AIM> Copy the records that follow exactly as written, but not their pictures.

DATASET RECORDS>
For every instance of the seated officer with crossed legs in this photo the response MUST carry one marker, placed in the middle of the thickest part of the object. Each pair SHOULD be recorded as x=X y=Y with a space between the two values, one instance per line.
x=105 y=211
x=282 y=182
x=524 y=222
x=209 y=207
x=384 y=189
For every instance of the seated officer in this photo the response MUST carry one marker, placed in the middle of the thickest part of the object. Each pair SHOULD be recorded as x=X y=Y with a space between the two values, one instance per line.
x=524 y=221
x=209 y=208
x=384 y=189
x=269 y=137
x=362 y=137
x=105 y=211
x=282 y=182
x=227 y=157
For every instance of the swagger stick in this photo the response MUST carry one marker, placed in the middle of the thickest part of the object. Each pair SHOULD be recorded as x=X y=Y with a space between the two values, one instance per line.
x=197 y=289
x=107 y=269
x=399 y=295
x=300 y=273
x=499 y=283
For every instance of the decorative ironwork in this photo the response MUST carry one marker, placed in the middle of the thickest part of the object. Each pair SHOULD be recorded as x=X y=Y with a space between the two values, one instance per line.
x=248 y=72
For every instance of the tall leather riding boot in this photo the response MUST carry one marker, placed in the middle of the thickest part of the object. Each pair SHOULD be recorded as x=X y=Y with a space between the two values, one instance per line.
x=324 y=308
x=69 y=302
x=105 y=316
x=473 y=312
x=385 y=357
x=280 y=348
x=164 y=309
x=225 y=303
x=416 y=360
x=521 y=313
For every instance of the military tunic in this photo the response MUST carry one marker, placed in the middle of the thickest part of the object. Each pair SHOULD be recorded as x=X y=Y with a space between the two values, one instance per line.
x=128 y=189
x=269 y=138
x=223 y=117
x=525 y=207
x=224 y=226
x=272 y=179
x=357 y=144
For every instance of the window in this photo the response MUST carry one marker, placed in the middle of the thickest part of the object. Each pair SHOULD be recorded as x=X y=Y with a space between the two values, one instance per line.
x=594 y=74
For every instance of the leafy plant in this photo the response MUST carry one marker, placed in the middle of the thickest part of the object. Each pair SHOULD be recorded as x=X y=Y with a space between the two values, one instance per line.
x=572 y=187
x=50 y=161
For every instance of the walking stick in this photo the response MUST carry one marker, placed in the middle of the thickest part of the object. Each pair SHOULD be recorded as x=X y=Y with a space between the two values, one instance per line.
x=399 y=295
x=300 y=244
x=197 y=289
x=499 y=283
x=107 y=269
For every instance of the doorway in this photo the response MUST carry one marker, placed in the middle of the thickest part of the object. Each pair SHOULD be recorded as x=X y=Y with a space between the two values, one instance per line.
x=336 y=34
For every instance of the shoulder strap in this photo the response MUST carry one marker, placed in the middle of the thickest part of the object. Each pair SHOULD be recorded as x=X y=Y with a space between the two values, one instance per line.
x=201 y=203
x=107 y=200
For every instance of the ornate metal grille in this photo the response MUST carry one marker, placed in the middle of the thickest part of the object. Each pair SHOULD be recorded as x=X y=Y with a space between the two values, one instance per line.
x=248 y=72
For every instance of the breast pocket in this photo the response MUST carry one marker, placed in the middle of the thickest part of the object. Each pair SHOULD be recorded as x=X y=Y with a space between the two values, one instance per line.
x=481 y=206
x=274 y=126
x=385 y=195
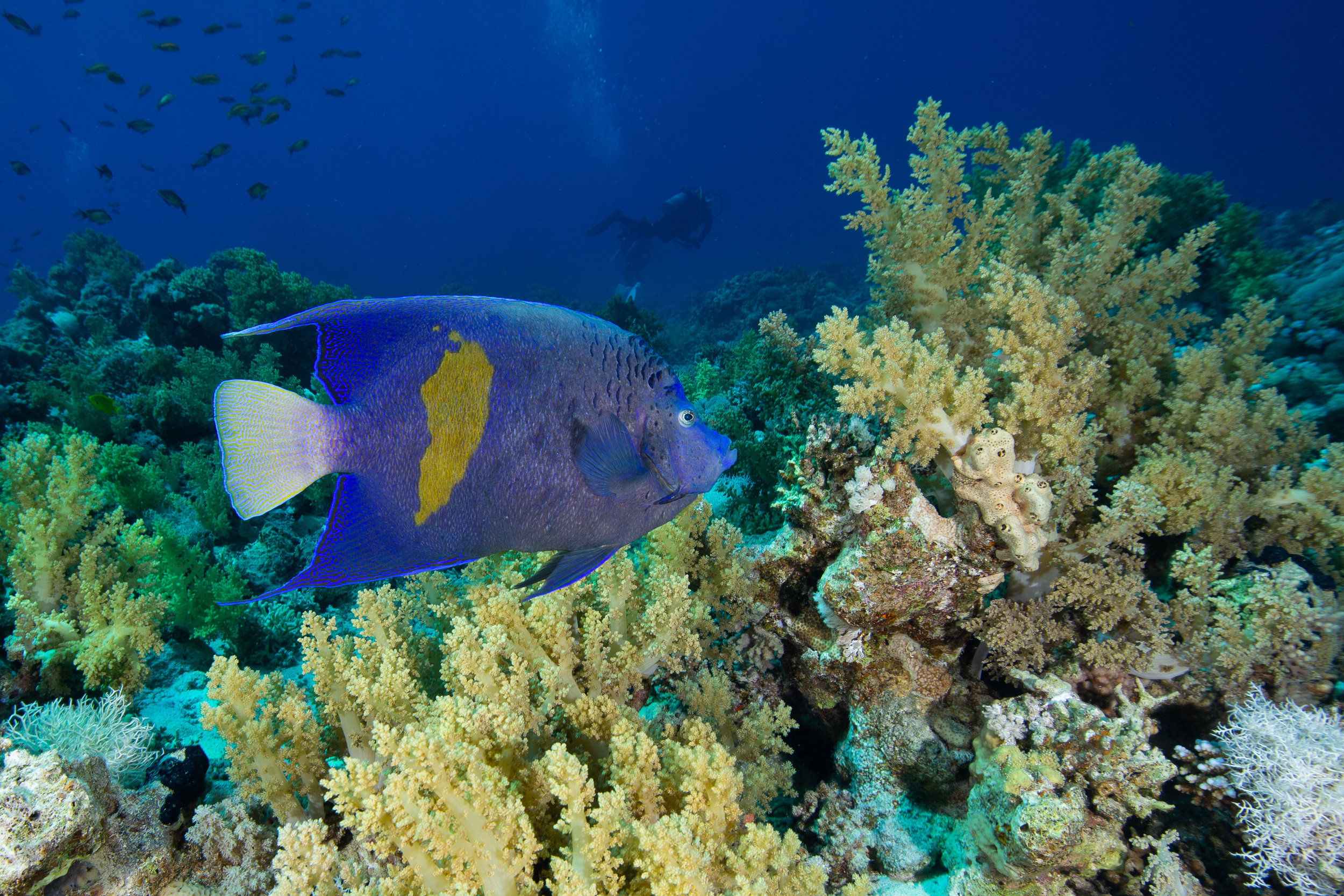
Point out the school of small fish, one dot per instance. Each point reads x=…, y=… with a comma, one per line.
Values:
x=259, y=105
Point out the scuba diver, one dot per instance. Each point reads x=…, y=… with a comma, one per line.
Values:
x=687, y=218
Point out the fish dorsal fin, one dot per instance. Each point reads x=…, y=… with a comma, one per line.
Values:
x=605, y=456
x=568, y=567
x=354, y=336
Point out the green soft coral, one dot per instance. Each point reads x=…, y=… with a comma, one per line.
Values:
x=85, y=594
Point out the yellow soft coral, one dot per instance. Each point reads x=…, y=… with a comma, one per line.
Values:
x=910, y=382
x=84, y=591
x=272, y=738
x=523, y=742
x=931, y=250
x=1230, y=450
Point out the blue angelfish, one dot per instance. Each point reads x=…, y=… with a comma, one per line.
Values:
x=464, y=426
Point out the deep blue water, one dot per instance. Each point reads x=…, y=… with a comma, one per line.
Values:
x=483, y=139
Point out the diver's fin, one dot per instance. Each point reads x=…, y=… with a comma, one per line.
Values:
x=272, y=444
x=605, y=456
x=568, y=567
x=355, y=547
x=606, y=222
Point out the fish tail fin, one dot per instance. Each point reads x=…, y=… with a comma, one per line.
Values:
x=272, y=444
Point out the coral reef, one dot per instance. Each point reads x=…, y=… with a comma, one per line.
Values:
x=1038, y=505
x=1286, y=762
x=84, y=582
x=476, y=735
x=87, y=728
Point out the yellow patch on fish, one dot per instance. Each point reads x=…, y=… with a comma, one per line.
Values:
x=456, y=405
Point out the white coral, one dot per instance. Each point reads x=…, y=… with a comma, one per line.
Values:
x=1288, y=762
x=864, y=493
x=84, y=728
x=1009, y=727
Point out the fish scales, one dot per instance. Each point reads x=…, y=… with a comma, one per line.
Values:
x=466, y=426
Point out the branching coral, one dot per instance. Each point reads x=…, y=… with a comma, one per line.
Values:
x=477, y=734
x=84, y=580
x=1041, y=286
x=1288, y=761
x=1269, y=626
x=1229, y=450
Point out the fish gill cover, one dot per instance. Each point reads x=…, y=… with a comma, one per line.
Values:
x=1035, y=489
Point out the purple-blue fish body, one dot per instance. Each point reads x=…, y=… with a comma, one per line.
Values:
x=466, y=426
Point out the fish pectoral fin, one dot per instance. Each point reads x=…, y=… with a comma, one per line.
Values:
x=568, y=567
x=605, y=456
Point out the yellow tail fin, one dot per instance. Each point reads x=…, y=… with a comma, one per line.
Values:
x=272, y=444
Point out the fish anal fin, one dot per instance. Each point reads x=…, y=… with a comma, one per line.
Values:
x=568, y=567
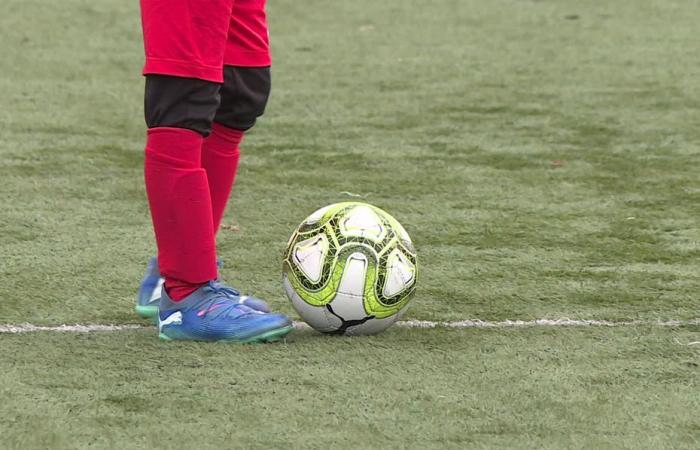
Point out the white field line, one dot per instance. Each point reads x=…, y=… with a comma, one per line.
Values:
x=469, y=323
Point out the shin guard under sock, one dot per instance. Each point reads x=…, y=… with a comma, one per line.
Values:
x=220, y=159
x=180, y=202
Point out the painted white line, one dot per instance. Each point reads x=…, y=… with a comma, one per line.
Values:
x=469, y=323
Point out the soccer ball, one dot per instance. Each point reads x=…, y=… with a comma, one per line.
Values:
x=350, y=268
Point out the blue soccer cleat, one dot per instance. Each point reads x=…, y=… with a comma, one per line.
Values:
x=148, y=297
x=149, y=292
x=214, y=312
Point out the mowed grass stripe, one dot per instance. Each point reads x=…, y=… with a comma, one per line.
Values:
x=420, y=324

RESPONSE TO THE TASK>
For every instance of the seated officer with crossed legs in this photo the response MUST carry one marker, placed in the middle of the thickest part of the object. Each pair SHOULD be recorded as x=X y=Y with a space between the two values, one instance per line.
x=105 y=211
x=282 y=182
x=524 y=222
x=209 y=207
x=384 y=189
For every instance of the seated officer in this photo the response MUST carry one marker, placed in the middle of the thickest part of the object. Each pair SHOULD be recorded as x=X y=Y with a space between the two values, one instance per line.
x=524 y=221
x=209 y=208
x=384 y=189
x=269 y=137
x=362 y=137
x=105 y=211
x=282 y=182
x=227 y=157
For every instance of the swagger stick in this photo the response MUST carry one marker, placed in the middle of the thickest part of the object. Each pair SHOULD be recorded as x=X y=Y with a space between the two values, one instance per line.
x=197 y=289
x=107 y=269
x=399 y=295
x=300 y=273
x=499 y=283
For every instance of the decorative ironwork in this photo the response MUST carry one marker, placed in the middle of the thickest part of the object. Each pair SHOULD be recorded as x=X y=Y with a space between the two values, one instance per line.
x=248 y=72
For every instance of the tall leather riding boot in this photo the response MUST carry one marker, placed in the middle of the thickest part of the object. Each pair SHOULD be recorded as x=X y=Y with a space between the two values, one instance per line.
x=324 y=308
x=69 y=302
x=105 y=316
x=473 y=312
x=385 y=357
x=280 y=348
x=164 y=309
x=225 y=303
x=416 y=360
x=521 y=313
For every instance of the military tunic in this photo the response MUST carry one marker, placed in the middle of the thickest part of the object. Each pair SHOULD be recorded as x=X y=Y with a space between the two values, one instance per line.
x=128 y=189
x=269 y=138
x=223 y=117
x=525 y=207
x=224 y=226
x=272 y=179
x=357 y=144
For every instance of the window in this photo the response MUST carry one marker, placed in the middle of the thickest part of the object. Each pair SHOULD be recorded as x=X y=Y with a space between the two values, one instance per line.
x=594 y=74
For every instance of the leafy plant in this photo the response MUST carry one marker, placed in the middle of the thickest part of the object. Each pair SHOULD be recorded as x=X y=Y with a space between the two values, one instance per line.
x=572 y=187
x=50 y=161
For every instance of the walking stick in this photo the response MUST carry one marker, placed in the middle of the thickest part of the object. Each pair SHOULD be recorded as x=X y=Y with a space between the two values, one instance per line.
x=399 y=295
x=300 y=244
x=197 y=289
x=499 y=283
x=107 y=269
For every instance of the doorway in this photo the response MUST carry one marker, placed in the middle of the thickest part of the object. Each pair SHOULD be recorded as x=X y=Y with a space between the two values, one instance per line.
x=336 y=34
For every instance of the shoulder strap in this photo the response MUST carry one marker, placed in the middle of the thickest part of the object. Each pair SHOULD be recorded as x=X y=Y with a space between the two values, one instance per line.
x=201 y=203
x=107 y=200
For every instance of the ornate metal grille in this photo the response MUST carry one marker, placed in the middle of the thickest part of the object. Each pair SHOULD be recorded as x=X y=Y with a space between the two values, one instance per line.
x=248 y=72
For every instance of the breast pocket in this photo the response MUST carry one marker, placed in the middle of the thickest part of the object. Each pair SHOULD be recorded as x=X y=Y with a space between the two values, one instance per line.
x=481 y=206
x=274 y=126
x=385 y=195
Point out the school of small fish, one dot per instance. Each point reads x=…, y=… with a comma, one per line.
Values:
x=259, y=105
Point out the scuba diver, one dot per instance. Each point reads x=…, y=… with a comma, one per line.
Values:
x=687, y=218
Point out the fish dorsal fin, one dot per instance. Each point reads x=…, y=… with a comma, one per line.
Values:
x=605, y=456
x=568, y=567
x=354, y=336
Point out the green soft coral, one dot per instance. Each point reads x=…, y=… with a comma, one per line.
Values:
x=85, y=594
Point out the yellow soft coral, one dot per instance. Each point reads x=…, y=… with a comma, one per line.
Values:
x=910, y=382
x=84, y=591
x=272, y=738
x=523, y=742
x=931, y=250
x=1230, y=450
Point out the blue angelfish, one dot per instance. Each point reads x=…, y=… with a comma, one per line.
Values:
x=464, y=426
Point out the deep blue water, one dot per instance. Each point reads x=…, y=… with a comma, one per line.
Values:
x=483, y=139
Point out the diver's fin, one dot per instance. Each point reads x=…, y=… with a comma, one per line.
Values:
x=272, y=444
x=605, y=456
x=568, y=567
x=355, y=547
x=606, y=222
Point out the fish tail fin, one dot per instance. Each point reads x=…, y=… with a comma, one per line.
Values:
x=272, y=444
Point out the coral reef, one dot per instance. Each point reads x=…, y=… with a comma, one per line.
Values:
x=1038, y=505
x=1286, y=762
x=84, y=582
x=476, y=735
x=87, y=728
Point out the yellow patch on fish, one dot per instance. Each point reads x=…, y=… with a comma, one per line.
Values:
x=456, y=405
Point out the white coral, one dot per instance. Each point reads x=…, y=… with a comma, one per line.
Values:
x=1288, y=762
x=864, y=493
x=84, y=728
x=1009, y=727
Point out the fish scales, one dot per instance. Each point reads x=…, y=… with a comma, one per line.
Values:
x=466, y=426
Point out the branching coral, one dot per instance. Each point reads x=…, y=… with a comma, one per line.
Values:
x=477, y=734
x=84, y=580
x=1041, y=286
x=1288, y=761
x=1269, y=626
x=1229, y=450
Point out the fish gill cover, one dot per instance. Each point reads x=…, y=… with a comma, one per line.
Values:
x=1035, y=489
Point out the purple-blue fish body, one dot per instance. Each point reads x=…, y=… with a comma, one per line.
Values:
x=466, y=426
Point out the fish pectoral fin, one dot per instance. Each point reads x=…, y=… with a comma, one per line.
Values:
x=568, y=567
x=605, y=456
Point out the yellow tail fin, one dot per instance. Each point reads x=…, y=… with a comma, one per line.
Values:
x=272, y=444
Point out the fish anal fin, one dot per instance. Each point reads x=…, y=… with a comma, one per line.
Values:
x=568, y=567
Point out the white field line, one dot per instance. Each point reads x=…, y=… with a comma, one per line.
Values:
x=469, y=323
Point out the shin guard under sock, one dot per instance. Each point reads x=…, y=… with a comma, one per line.
Values:
x=220, y=159
x=180, y=202
Point out the painted white line, one dot per instance. Each point reads x=…, y=… with a comma, one per line.
Values:
x=469, y=323
Point out the soccer ball, one dot per instance. Each point reads x=…, y=… with a comma, one per line.
Values:
x=350, y=268
Point out the blue soccer cleat, one dot per instance. Each point reads x=…, y=… with a comma, one per line.
Values:
x=148, y=297
x=149, y=292
x=214, y=312
Point out the mowed grass stripe, one dot per instance. Each point reads x=…, y=… with a comma, one per line.
Values:
x=420, y=324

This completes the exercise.